*** Raw data ***

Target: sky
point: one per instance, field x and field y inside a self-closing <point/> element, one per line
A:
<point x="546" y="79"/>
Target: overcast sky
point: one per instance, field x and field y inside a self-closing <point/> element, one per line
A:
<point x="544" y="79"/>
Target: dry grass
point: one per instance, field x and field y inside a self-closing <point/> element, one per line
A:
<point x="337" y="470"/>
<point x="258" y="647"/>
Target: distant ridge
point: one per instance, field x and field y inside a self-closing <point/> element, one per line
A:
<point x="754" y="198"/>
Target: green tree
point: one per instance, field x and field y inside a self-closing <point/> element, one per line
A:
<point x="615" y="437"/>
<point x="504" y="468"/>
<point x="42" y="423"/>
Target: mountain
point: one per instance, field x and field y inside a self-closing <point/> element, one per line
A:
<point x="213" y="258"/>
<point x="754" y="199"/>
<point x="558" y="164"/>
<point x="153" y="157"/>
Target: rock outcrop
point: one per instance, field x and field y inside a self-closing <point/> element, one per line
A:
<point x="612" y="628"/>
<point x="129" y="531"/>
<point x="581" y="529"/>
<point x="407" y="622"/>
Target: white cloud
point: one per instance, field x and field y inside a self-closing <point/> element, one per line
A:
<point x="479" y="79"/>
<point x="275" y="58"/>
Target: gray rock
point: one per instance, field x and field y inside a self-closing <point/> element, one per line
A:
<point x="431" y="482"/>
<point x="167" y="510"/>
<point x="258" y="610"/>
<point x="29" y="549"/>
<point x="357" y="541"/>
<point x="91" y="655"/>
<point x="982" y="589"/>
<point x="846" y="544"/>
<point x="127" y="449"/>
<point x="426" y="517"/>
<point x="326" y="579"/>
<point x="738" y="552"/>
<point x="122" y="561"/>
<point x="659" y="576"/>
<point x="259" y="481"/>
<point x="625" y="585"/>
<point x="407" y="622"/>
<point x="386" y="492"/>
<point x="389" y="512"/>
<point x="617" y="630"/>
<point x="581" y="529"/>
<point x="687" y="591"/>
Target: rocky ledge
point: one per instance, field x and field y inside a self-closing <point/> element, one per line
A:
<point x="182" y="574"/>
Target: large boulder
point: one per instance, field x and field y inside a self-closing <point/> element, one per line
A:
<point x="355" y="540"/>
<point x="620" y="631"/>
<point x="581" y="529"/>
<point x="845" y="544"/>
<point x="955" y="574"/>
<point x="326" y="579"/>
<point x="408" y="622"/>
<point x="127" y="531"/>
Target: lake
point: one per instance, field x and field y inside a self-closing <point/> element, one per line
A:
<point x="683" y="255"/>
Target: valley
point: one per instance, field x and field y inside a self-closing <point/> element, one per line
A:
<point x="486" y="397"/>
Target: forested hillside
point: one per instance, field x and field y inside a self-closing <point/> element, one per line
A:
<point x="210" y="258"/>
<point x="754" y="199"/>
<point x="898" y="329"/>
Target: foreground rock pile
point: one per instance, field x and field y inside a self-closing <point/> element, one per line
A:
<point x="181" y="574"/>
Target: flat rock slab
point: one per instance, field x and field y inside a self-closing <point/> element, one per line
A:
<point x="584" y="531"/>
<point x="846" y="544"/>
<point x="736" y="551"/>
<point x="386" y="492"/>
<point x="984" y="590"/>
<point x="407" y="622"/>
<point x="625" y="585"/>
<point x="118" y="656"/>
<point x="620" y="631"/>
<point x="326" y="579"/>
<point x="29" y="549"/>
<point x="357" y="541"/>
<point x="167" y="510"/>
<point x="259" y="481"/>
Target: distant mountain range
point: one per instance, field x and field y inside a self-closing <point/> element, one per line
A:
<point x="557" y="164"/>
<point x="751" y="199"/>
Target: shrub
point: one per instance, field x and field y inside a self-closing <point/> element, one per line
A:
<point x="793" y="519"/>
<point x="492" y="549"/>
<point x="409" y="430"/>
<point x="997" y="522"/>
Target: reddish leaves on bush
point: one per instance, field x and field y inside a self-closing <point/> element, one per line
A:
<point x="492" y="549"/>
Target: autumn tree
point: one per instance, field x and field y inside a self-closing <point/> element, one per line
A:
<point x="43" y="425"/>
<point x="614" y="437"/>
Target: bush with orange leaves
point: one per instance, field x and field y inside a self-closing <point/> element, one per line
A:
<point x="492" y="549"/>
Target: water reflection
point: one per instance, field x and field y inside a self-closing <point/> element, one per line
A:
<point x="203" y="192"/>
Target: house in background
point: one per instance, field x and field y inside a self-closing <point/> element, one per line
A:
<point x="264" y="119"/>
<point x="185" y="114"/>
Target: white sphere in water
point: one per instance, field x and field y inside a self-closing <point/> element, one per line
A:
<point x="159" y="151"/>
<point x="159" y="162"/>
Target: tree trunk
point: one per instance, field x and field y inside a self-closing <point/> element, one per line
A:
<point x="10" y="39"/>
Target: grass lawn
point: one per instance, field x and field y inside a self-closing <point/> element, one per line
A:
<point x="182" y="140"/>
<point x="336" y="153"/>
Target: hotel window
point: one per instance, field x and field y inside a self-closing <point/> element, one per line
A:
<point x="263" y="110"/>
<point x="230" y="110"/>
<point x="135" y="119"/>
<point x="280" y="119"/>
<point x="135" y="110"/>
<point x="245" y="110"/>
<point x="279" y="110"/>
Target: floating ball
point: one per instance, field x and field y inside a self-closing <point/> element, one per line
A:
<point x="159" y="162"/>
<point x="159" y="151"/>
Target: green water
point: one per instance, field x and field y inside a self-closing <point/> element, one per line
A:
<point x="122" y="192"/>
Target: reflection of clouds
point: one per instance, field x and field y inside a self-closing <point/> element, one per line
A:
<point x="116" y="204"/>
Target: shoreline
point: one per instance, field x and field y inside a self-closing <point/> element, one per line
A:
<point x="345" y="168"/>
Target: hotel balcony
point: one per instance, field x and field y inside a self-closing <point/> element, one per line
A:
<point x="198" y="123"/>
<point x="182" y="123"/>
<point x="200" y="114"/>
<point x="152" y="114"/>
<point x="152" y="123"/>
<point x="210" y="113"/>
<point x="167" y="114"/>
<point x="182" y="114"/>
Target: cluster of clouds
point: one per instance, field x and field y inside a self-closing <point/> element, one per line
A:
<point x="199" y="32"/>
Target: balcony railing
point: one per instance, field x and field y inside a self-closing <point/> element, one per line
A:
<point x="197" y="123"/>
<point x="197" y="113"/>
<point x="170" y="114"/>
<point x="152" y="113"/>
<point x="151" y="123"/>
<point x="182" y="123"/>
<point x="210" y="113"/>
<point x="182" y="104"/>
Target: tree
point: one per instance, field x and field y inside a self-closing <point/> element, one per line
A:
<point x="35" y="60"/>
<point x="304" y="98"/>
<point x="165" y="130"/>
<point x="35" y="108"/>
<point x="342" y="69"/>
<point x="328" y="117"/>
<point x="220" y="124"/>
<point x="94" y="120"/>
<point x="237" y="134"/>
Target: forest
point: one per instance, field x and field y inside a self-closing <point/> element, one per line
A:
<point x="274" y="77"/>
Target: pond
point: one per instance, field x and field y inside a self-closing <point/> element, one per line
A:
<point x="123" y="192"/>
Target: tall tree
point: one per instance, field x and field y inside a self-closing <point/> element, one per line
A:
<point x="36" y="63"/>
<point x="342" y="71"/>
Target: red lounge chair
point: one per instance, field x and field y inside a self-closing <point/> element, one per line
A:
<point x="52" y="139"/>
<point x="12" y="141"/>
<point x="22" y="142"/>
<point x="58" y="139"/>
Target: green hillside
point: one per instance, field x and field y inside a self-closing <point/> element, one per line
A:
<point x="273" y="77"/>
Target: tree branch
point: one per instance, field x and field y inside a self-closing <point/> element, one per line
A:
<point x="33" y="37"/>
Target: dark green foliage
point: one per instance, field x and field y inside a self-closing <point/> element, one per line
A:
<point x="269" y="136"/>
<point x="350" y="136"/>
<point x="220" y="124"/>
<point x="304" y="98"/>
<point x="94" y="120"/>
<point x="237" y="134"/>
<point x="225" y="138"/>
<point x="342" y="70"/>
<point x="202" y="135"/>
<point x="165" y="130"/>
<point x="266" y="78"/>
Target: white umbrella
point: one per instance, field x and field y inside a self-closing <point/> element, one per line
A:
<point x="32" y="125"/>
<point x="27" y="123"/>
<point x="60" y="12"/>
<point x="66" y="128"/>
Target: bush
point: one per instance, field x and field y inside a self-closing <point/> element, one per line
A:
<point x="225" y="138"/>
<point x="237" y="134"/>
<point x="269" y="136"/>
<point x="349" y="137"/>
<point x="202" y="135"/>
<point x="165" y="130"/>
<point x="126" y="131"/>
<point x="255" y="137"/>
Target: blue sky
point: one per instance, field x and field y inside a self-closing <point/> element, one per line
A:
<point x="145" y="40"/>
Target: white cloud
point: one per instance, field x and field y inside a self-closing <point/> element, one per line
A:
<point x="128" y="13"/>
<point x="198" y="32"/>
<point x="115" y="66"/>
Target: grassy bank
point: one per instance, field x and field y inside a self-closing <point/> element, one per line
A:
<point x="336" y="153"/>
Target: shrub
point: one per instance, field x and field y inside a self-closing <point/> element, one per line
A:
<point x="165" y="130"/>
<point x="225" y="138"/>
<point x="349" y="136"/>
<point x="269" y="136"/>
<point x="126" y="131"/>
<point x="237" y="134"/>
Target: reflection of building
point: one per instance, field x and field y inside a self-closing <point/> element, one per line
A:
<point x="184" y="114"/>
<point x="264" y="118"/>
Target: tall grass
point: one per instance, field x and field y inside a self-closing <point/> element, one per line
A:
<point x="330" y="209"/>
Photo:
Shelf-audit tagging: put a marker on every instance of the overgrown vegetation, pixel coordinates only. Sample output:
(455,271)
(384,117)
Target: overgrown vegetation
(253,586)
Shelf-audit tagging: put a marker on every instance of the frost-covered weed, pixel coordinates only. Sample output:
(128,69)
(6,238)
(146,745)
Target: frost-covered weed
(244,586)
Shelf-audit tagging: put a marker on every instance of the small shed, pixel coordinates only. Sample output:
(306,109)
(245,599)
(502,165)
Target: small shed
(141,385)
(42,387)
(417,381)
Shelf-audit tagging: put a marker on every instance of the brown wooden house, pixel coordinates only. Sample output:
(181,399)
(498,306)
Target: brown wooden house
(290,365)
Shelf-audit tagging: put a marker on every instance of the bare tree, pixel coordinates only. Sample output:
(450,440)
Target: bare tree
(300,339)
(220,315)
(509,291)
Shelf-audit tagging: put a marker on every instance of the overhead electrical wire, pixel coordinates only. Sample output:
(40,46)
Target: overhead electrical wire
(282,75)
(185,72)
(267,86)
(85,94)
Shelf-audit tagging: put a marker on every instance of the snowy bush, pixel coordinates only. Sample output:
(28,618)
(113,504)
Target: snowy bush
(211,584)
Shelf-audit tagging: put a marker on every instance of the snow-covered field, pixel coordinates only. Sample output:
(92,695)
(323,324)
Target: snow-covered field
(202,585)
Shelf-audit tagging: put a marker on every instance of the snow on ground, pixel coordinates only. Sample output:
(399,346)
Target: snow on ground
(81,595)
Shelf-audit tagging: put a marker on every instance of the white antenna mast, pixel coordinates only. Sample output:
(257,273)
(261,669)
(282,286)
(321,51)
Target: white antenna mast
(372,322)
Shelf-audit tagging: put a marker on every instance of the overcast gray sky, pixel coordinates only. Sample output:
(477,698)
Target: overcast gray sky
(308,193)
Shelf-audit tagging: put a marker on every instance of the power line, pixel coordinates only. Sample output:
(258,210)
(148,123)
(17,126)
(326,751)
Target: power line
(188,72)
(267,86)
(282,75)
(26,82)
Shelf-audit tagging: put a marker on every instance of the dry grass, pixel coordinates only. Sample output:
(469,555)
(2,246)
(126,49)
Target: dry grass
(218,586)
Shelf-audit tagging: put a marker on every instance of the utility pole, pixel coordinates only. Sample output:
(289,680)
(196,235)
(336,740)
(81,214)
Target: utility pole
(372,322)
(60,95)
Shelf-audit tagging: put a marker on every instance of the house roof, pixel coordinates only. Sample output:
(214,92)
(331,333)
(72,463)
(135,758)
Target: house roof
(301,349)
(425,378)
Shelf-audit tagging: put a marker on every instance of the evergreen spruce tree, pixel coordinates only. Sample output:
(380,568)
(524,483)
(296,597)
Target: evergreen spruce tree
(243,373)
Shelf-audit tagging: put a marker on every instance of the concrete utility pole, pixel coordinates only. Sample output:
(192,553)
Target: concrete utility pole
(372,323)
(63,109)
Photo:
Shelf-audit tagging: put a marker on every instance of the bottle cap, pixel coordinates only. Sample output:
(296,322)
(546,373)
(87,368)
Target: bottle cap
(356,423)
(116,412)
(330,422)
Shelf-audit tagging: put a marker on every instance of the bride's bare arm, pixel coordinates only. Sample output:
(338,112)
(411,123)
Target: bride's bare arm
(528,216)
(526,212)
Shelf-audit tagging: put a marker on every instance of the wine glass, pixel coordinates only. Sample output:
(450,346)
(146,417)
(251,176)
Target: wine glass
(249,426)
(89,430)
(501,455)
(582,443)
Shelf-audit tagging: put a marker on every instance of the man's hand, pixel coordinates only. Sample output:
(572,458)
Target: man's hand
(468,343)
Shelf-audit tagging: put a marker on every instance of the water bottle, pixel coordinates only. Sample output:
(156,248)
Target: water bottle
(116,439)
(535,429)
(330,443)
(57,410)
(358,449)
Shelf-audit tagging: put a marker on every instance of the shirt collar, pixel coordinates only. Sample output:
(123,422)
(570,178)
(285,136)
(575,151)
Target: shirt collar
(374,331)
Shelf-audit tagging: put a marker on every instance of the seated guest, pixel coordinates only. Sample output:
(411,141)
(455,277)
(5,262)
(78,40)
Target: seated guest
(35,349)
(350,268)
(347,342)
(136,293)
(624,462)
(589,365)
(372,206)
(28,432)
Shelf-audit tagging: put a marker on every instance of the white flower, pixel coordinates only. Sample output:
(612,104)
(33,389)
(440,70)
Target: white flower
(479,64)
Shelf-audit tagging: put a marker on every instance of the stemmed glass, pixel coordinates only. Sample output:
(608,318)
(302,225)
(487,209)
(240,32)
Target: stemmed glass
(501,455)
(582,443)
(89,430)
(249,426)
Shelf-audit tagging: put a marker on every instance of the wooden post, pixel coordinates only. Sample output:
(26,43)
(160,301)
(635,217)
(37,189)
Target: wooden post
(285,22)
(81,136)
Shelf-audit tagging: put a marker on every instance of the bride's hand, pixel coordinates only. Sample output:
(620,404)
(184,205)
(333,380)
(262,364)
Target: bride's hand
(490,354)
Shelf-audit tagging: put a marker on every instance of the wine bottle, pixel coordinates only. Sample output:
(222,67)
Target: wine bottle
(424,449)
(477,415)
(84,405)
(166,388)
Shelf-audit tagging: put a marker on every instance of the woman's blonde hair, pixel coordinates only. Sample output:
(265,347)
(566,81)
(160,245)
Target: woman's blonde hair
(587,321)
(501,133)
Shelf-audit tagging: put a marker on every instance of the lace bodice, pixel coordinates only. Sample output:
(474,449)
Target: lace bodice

***

_Exercise_. Count every line above that holds the string "lace" and give the total, nothing more.

_Response below_. 2